Worth the wait by Eric E. Harrison | June 9, 2022 at 1:32 a.m.
The "mixed" Alambre at Mar y Tierra Cantina & Grill comes with chicken, steak, bacon, ham, green peppers and onions, topped with a thick layer of melted cheese, plus rice and refried beans. (Arkansas Democrat-Gazette/Eric E. Harrison)

An octopus motif is omnipresent at Mar y Tierra Cantina & Grill. It’s on the logo, which appears throughout the restaurant, emblazoned on the chairs in the dining rooms and in the bar and here and there on the walls. A fanciful cephalopod extends all the way across the ceiling in the entranceway.

But despite a fairly lengthy selection of seafood items, as you would expect from the name, the only octopus on the menu is the one in the logo. No pulpo, as they say in Spanish.

Mar y Tierra, on Little Rock’s West Third Street near the state Capitol, does not hold the record for the longest wait for an area restaurant between announcement and opening — that honor most likely belongs to Kobe Japanese Steakhouse & Sushi, which was nothing but a sign saying “coming soon” for about five years on a plot of unbroken land on Little Rock’s Financial Center Parkway.

• [Data provided]

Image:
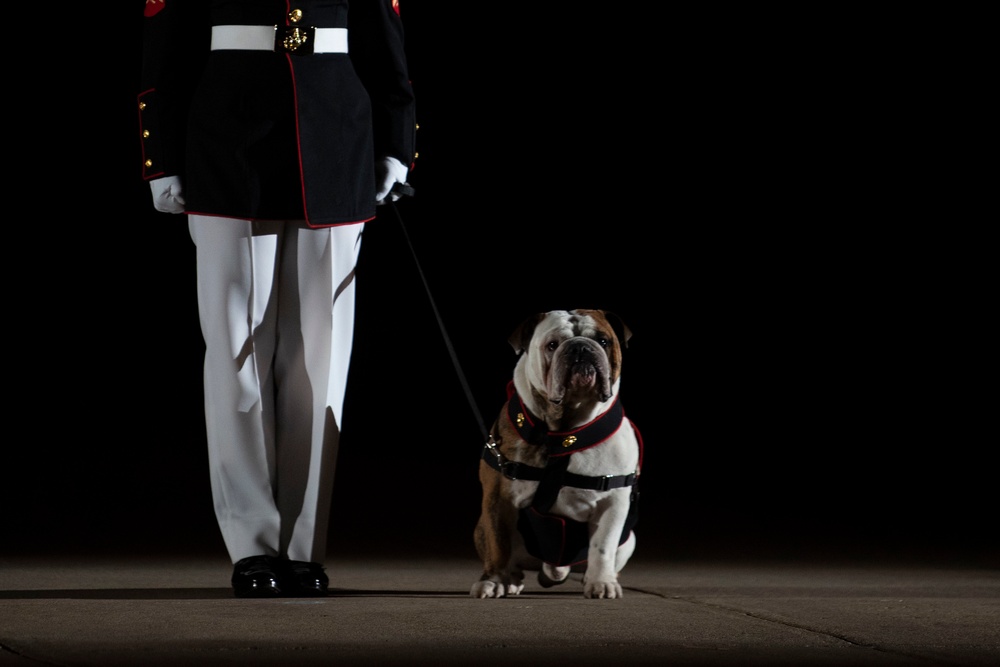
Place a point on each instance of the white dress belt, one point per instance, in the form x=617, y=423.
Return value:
x=266, y=37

• [Task requirements]
1. In the restaurant review, which restaurant most likely holds the record for the longest wait between announcement and opening?
2. From the restaurant review, extract the passage starting at "Worth the wait" and ending at "Democrat-Gazette/Eric E. Harrison)".

• [Answers given]
1. Kobe Japanese Steakhouse & Sushi.

2.
Worth the wait by Eric E. Harrison | June 9, 2022 at 1:32 a.m.
The "mixed" Alambre at Mar y Tierra Cantina & Grill comes with chicken, steak, bacon, ham, green peppers and onions, topped with a thick layer of melted cheese, plus rice and refried beans. (Arkansas Democrat-Gazette/Eric E. Harrison)